══ Records for the task

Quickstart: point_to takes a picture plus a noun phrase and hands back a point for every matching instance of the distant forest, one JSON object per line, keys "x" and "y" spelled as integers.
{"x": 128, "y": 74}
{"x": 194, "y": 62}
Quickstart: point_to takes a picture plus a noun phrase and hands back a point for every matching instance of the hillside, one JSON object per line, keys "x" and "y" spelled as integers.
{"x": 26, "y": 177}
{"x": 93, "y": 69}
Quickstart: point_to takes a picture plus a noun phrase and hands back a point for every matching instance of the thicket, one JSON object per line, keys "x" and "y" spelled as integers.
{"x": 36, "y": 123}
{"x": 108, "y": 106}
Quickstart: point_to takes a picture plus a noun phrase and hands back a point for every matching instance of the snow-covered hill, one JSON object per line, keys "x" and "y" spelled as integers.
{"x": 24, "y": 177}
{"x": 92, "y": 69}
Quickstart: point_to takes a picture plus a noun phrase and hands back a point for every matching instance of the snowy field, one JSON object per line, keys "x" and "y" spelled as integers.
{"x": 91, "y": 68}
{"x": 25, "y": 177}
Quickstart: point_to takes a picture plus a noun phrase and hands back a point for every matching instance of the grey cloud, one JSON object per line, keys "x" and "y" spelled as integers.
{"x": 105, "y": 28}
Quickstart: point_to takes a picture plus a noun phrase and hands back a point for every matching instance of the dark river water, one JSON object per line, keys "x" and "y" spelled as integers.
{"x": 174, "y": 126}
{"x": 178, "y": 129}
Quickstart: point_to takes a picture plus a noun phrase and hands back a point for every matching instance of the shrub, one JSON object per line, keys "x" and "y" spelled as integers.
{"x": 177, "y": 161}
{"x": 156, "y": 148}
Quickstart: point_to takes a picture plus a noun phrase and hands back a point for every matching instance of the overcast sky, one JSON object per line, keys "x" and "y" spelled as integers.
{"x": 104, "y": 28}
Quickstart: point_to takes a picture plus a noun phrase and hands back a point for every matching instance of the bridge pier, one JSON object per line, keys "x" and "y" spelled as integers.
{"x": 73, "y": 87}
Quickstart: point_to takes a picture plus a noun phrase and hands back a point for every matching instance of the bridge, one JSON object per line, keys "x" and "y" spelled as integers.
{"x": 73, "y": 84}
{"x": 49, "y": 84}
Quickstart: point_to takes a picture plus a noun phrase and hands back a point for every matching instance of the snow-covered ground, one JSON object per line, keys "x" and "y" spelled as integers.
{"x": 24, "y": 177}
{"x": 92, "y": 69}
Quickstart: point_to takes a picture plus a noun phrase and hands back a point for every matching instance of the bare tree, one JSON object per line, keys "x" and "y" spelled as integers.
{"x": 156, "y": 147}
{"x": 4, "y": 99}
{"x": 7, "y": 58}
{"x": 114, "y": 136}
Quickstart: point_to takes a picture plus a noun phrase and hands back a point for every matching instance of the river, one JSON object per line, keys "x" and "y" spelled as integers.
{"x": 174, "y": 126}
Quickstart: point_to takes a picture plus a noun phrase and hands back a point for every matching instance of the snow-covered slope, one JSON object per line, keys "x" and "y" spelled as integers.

════

**What you will do**
Nothing may change. Retype all of the entries.

**Written answer**
Quickstart: point_to takes a picture plus a noun phrase and hands back a point for every matching instance of the distant forest, one JSON object per line, keys "x" and "y" spelled as integers.
{"x": 128, "y": 74}
{"x": 194, "y": 62}
Quickstart: point_to takes a picture plus a noun phrase and hands back a point for every matching instance of the hillside, one JSON object per line, keys "x" and "y" spelled as integers.
{"x": 26, "y": 177}
{"x": 93, "y": 69}
Quickstart: point_to takes a picture plus a noun phrase and hands back a point for every matching instance of the thicket, one JSON object per line, keys "x" and "y" spelled as integers.
{"x": 36, "y": 123}
{"x": 108, "y": 106}
Quickstart: point_to takes a picture plus a noun phrase and hands back a point for every matching instance of the snow-covered hill, one JSON object per line, keys "x" and "y" spelled as integers.
{"x": 24, "y": 177}
{"x": 92, "y": 69}
Quickstart: point_to takes a picture plus a noun phrase and hands back a point for every matching instance of the snowy field, one JSON object per line, keys "x" and "y" spelled as integers.
{"x": 91, "y": 68}
{"x": 25, "y": 177}
Quickstart: point_to takes a picture plus a noun phrase and hands back a point for every matching instance of the grey cloud, one JSON object per line, keys "x" and "y" spelled as integers.
{"x": 105, "y": 28}
Quickstart: point_to takes a picture plus a noun phrase and hands back a point for every matching instance of the dark river water, one JSON object per line, keys "x" and "y" spelled as integers.
{"x": 174, "y": 126}
{"x": 178, "y": 129}
Quickstart: point_to takes a picture plus a noun phrase and hands back a point for every matching instance of the shrub, one JSON object per line, keys "x" and "y" spelled as integers.
{"x": 177, "y": 161}
{"x": 156, "y": 148}
Quickstart: point_to takes a picture plus a noun phrase and hands back a point for every matching instance of the overcast sky, one JSON object per line, keys "x" and "y" spelled as integers.
{"x": 104, "y": 28}
Quickstart: point_to takes a picture plus a noun phrase and hands back a point for every matching instance of the bridge pier, one JSON object per line, keys "x" and "y" spelled as integers.
{"x": 73, "y": 87}
Quickstart: point_to takes a picture plus a noun phrase and hands back a point for every matching instance of the bridge, one JSON object per line, keys "x" and "y" spelled as integers.
{"x": 73, "y": 84}
{"x": 49, "y": 84}
Quickstart: point_to takes a picture plus a noun phrase and hands back a point for every matching instance of the snow-covered ground, one JSON object per line, keys "x" and "y" spelled as integers.
{"x": 24, "y": 177}
{"x": 92, "y": 69}
Quickstart: point_to takes a picture plus a noun phrase and hands back a point for every matching instance of the bare tree, one JSON object per line, keys "x" and "y" spelled as integers.
{"x": 156, "y": 147}
{"x": 4, "y": 99}
{"x": 7, "y": 58}
{"x": 114, "y": 136}
Quickstart: point_to takes a picture plus a noun phrase and hands back a point for every matching instance of the river, one JSON object per line, keys "x" and "y" spelled as integers.
{"x": 174, "y": 126}
Quickstart: point_to takes a picture plus a noun phrase and hands back a point for every matching instance of the snow-covered slope, one JSON object per line, keys "x" and "y" spelled as integers.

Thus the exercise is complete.